## GIVEN PROBLEM
Swap every "jeep" in the items below for "SUV" and reproduce them in full, with nothing else altered.

#### EXCERPTED RECORDS ####

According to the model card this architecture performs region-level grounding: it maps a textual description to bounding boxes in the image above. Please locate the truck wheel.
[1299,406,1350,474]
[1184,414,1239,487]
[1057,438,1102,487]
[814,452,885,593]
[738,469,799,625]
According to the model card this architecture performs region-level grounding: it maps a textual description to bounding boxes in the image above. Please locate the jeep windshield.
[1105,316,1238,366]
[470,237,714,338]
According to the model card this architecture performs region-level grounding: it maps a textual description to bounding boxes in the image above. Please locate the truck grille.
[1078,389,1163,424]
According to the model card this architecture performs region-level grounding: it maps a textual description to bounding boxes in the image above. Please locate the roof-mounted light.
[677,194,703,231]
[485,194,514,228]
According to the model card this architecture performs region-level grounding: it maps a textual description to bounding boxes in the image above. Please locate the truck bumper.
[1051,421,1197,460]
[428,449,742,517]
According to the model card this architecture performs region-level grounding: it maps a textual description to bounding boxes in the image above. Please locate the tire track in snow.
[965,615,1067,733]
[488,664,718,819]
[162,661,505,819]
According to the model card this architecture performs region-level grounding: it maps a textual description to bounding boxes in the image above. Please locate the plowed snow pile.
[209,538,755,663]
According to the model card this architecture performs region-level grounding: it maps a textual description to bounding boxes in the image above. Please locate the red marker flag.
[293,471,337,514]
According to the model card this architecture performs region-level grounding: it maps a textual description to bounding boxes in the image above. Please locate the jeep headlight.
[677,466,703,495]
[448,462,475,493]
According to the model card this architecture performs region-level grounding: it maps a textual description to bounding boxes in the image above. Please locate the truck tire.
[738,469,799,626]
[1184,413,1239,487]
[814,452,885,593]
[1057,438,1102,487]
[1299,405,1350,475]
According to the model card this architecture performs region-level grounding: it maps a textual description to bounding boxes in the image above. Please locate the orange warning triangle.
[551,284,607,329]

####

## RESPONSE TO THIS EXERCISE
According to the model card this architecture performs region-level grounding: it maps a textual description to bounding boxes in the image above. Please locate the truck wheel.
[1299,406,1350,474]
[1184,414,1239,487]
[1057,438,1102,487]
[814,452,885,593]
[738,469,799,625]
According to the model card this architecture performs region-level grounding: it maps a textual description to bounding boxes in the image above. Please locate the SUV windshield.
[1105,316,1238,366]
[470,237,714,338]
According to the model card this architecture performs region-level grounding: it maps a textual description to bounding boxes in the image above. Please locate the truck grille.
[1078,389,1163,424]
According to the model card this architecture performs region-level grounding: it maps a textual description to bounding boxes in the image above. Please locate the roof-mounted light.
[677,194,703,231]
[485,194,514,228]
According to the model card this architecture performs region-level grounding: it maps a textual description to bounding boxes in the image above. Please locate the truck bumper.
[1051,421,1197,460]
[428,449,742,517]
According to the model card this architecture performs region-level grounding: it maps a textual description to bounding boxes in the image above. Please locate the tire track in snow.
[965,615,1067,733]
[488,664,718,819]
[162,661,505,819]
According to the model card this architecture performs region-level grounding: it maps a textual description to bounding boxes in the image above. Please locate the plowed snow pile.
[209,538,755,663]
According to the model card this architecture performs region-level grounding: it maps a textual description to bounding boxes in the image above. Please locate the red marker flag.
[293,471,337,514]
According to the model card this architecture performs region-level grounding: it maps a textual description to bounding boxes in the image above. Please locate the SUV headlight.
[677,466,703,495]
[448,462,475,493]
According to the model card this architecture performs region-level grounding: it maps a textual description to bounding boxes in the image above. Please locate the truck tire.
[738,469,799,626]
[1184,413,1239,487]
[814,452,885,593]
[1057,438,1102,487]
[1299,405,1350,475]
According to the model card this architecture performs region-level grounding: it maps a textual description to bounding boxes in the image above. Please locate the orange warning triangle.
[551,284,607,329]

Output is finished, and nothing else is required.